> _Vorliegender Text_:
Kongressbesuch der Extraklasse
zu besuchen. Ganz spektakulär war der Kongresshöhepunkt mit einer interaktiven Fachdebatte.
Der deutsch-französische zahnärztliche Stipendiatenaustausch besteht nunmehr seit 40 Jahren. Aus diesem Anlass erwartete die Teilnehmer Ende November mit dem Besuch des ADF-Kongresses ein besonderes Fortbildungs-Highlight.
Beim Empfang der deutschen Teilnehmer durch den Präsidenten der CNSD, Dr. Jean-Claude Michel, wurde deutlich, dass die französischen Kollegen mit Problemen zu kämpfen haben, die auch auf deutscher Seite immer wieder zu Auseinandersetzungen führen. Beispielhaft sei hierbei die Klage über eine mangelhafte Honorierung zahnärztlicher Leistungen genannt, aber auch die Bedenken gegenüber den „Bolkestein-Empfehlungen“ der EU, welche die Freizügigkeit von Dienstleistungen durch Zahnärzte aus anderen EU-Staaten gewähren. Hinzu kommt die Diskussion, den zahnärztlichen Berufsstand zukünftig den medizinischen Hilfsberufen zuzuordnen. Das erinnert an Erwägungen in Deutschland, die zahnärztliche Ausbildung zukünftig den Fachhochschulen zu überlassen.
Einen Ausblick auf die künftigen, auch vom Staat forcierten, zahnärztlichen Strategien gab zu Beginn des Kongresses der französische Gesundheitsminister Xavier Bertrand. In seiner Grußadresse stellte er die Planung zur Qualitätssteigerung zahnärztlichen Handelns vor sowie ein neues zahnärztliches Präventionsprogramm, welches umfassend allen Versicherten, insbesondere auch Schwangeren sowie Behinderten und Alten, beim Erhalt der Zahngesundheit Hilfe geben kann. Der diesjährige Kongress stand unter dem Motto „Vérités et Stratégies“ (Wahrheiten und Strategien). Dass es nicht nur eine Wahrheit bei der zahnärztlichen Therapie geben kann, wurde besonders deutlich bei der „Großen Debatte“, dem spektakulär inszenierten Kongresshöhepunkt mit über 2 500 Teilnehmern.

> _Zu prüfende Daten_:
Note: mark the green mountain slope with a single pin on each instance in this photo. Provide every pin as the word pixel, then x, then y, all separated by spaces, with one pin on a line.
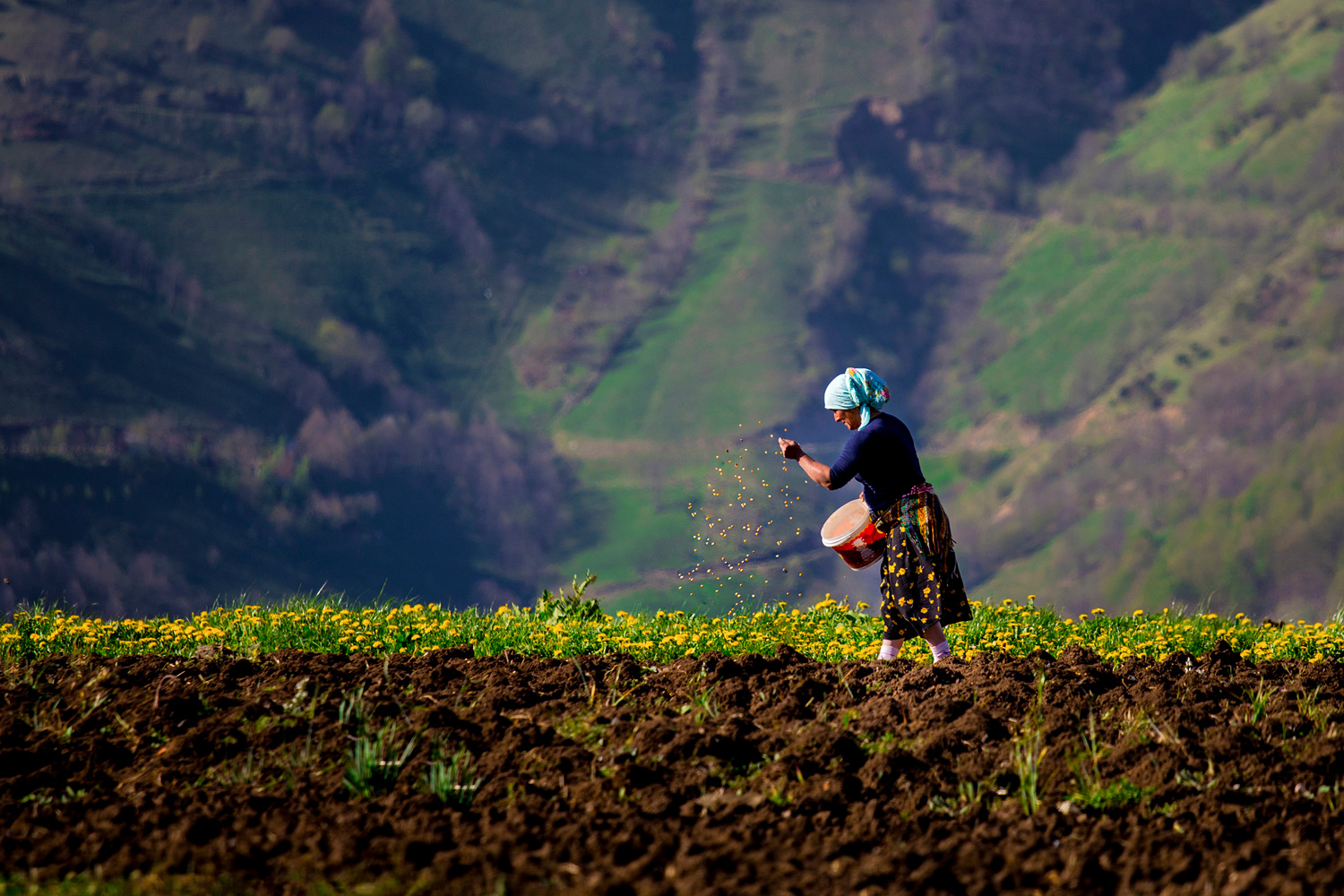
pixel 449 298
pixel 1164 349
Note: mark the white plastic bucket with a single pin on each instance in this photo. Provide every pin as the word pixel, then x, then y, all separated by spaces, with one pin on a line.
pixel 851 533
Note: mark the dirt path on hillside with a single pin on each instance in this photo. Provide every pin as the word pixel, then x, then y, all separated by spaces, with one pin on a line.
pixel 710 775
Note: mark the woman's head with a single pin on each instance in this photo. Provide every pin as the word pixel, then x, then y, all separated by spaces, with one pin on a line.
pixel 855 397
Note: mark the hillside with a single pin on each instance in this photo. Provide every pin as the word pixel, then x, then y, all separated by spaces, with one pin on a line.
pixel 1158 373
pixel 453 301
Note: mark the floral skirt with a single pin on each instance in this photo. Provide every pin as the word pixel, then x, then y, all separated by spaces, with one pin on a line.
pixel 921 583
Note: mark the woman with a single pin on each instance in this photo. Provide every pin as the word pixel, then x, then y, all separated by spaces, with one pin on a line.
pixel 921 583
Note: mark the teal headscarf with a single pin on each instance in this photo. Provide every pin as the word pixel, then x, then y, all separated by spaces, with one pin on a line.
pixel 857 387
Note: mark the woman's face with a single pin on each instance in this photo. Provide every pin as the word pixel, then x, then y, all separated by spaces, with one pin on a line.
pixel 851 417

> _Bitte bearbeiten Sie_:
A. Beantworten Sie anhand des Berichts über den ADF-Kongress die folgenden Fragen:
(i) Seit wie vielen Jahren besteht der deutsch-französische zahnärztliche Stipendiatenaustausch?
(ii) Wer empfing die deutschen Teilnehmer?
(iii) Unter welchem Motto stand der diesjährige Kongress?
B. Geben Sie aus dem Bericht über den ADF-Kongress den Abschnitt von „Beim Empfang der“ bis „Fachhochschulen zu überlassen.“ wortgetreu wieder.
Das Material stammt aus einer anderen Quelle als der Text.

> _Lösungen zur Übung_:
A.
(i) Seit 40 Jahren.
(ii) Der Präsident der CNSD, Dr. Jean-Claude Michel.
(iii) „Vérités et Stratégies“ (Wahrheiten und Strategien).

B.
Beim Empfang der deutschen Teilnehmer durch den Präsidenten der CNSD, Dr. Jean-Claude Michel, wurde deutlich, dass die französischen Kollegen mit Problemen zu kämpfen haben, die auch auf deutscher Seite immer wieder zu Auseinandersetzungen führen. Beispielhaft sei hierbei die Klage über eine mangelhafte Honorierung zahnärztlicher Leistungen genannt, aber auch die Bedenken gegenüber den „Bolkestein-Empfehlungen“ der EU, welche die Freizügigkeit von Dienstleistungen durch Zahnärzte aus anderen EU-Staaten gewähren. Hinzu kommt die Diskussion, den zahnärztlichen Berufsstand zukünftig den medizinischen Hilfsberufen zuzuordnen. Das erinnert an Erwägungen in Deutschland, die zahnärztliche Ausbildung zukünftig den Fachhochschulen zu überlassen.